▸ **Text segment**:

Start

# HSBC duplicate statements-worried!!!



## Karra (Jun 6, 2013)

My husband found out yesterday that the statements from HSBC will be the duplicates and they will not stamp or give him a letter confirming their authenticity. I keep reading to find an answer but seems like I am stuck. 
Any advise or reassurance that they are ok for UKBA? Otherwise what can we do?

Joppa, your opinion is very important. Thank you.


----------



## Lorelli (Jan 6, 2012)

Did you not receive the answer required on *this* thread?


----------



## Karra (Jun 6, 2013)

I have read some controversial opinions about this matter. I just want to make sure and hope that Joppa will advice me.


----------



## nyclon (Apr 3, 2011)

As you have already been correctly advised, duplicate statements ordered from the bank are acceptable and to not require authentication from your bank.


----------



## Karra (Jun 6, 2013)

Thank you Nyclon.


----------



## UKPS (Dec 24, 2013)

Is this for Spouse visa or other family application? If so, Appendix FM-SE is the regulation.

I have exactly the same from HSBC.
The regulations (Appendix FM-SE) say:

(1) on official bank stationery; or
(2) electronic bank statements which are either accompanied by a letter from the bank on its headed stationery confirming that the documents are authentic or which bear the official stamp of the issuing bank on every page.

Notice the 'or' between 1 and 2. As long as it is on official bank stationery, which duplicates normally are, you (we) should be fine. No need for stamp or other letter.


----------



## Joppa (Sep 7, 2009)

But if the duplicate 'looks' like just printed on ordinary office paper, then doubt remains.


----------



## UKPS (Dec 24, 2013)

Doubt might remain but that's their problem. They cannot reject (or say that they reject) the evidence because you didn't back it up with something else. The requirement is clear that you don't have to.

It is thus for them to allege that it is a forgery. This is a very serious claim and the burden shifts to them to show that. They cannot just say they have doubts. They have to prove it.


----------



## Joppa (Sep 7, 2009)

They can just say that they have doubt over its authenticity and should have been stamped by the bank. You don't seem to know much about how ECO operates. It's not up to them to prove it's a forgery- it's up to the applicant to show it isn't, as ECO can reach a decision on the balance of probabilities.


----------



## Karra (Jun 6, 2013)

Joppa said:


> But if the duplicate 'looks' like just printed on ordinary office paper, then doubt remains.



May I ask what does just printed on ordinary paper mean? Like no logo, or color?


----------



## Joppa (Sep 7, 2009)

Compare the paper stock used for original statement with the one described as duplicate. If they are different in terms of thickness, smoothness or tint, then doubt may be cast and you should get it authenticated or certified.


----------



## JrmHarding (Jan 6, 2014)

There is very noticeable difference between printed statements on paper from your printer, and HSBC headed paper. That’s what Joppa is referring to.

End

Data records

Start

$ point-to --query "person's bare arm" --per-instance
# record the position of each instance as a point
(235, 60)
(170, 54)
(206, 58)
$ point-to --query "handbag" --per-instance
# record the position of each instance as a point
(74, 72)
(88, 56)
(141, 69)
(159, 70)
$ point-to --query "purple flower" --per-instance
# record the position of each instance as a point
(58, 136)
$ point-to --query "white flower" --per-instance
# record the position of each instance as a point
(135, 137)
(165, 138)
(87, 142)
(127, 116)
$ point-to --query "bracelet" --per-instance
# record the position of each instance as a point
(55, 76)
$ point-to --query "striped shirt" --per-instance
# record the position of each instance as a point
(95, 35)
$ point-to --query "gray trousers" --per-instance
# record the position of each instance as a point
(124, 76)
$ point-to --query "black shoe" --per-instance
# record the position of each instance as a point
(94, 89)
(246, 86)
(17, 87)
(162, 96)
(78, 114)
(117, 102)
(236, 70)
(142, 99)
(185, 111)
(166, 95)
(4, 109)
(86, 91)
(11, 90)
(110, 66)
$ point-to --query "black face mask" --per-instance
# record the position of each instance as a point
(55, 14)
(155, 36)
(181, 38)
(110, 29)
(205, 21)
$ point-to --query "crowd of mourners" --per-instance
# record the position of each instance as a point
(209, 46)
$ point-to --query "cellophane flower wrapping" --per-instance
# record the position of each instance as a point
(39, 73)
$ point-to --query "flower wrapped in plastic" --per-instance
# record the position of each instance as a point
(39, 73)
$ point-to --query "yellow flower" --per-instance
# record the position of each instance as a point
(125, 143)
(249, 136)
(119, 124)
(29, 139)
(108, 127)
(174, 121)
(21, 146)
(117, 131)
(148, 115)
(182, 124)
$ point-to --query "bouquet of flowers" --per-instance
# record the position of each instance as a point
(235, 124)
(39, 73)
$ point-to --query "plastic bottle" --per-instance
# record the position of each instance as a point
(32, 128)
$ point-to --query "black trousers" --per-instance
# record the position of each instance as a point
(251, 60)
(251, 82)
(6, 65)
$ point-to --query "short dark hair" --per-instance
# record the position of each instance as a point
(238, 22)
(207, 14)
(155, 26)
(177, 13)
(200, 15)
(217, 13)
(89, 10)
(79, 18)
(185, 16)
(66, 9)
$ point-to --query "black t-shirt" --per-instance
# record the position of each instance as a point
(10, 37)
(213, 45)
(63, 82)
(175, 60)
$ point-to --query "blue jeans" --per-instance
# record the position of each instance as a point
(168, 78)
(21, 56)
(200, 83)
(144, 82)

End

▸ **Problems and tasks**:
A) Answer these questions about the thread on HSBC duplicate statements:
(i) Which regulation does UKPS name for a spouse visa or other family application?
(ii) In what three respects does Joppa say the paper stock of the original and duplicate statements should be compared?
(iii) According to nyclon, what do duplicate statements ordered from the bank not require?
B) Reproduce word for word everything in the thread on HSBC duplicate statements from "Thank you Nyclon." down to "same from HSBC.".

▸ **Expected outputs**:
A)
(i) Appendix FM-SE.
(ii) Thickness, smoothness, or tint.
(iii) Authentication from the bank.

B)
Thank you Nyclon.


----------



## UKPS (Dec 24, 2013)

Is this for Spouse visa or other family application? If so, Appendix FM-SE is the regulation.

I have exactly the same from HSBC.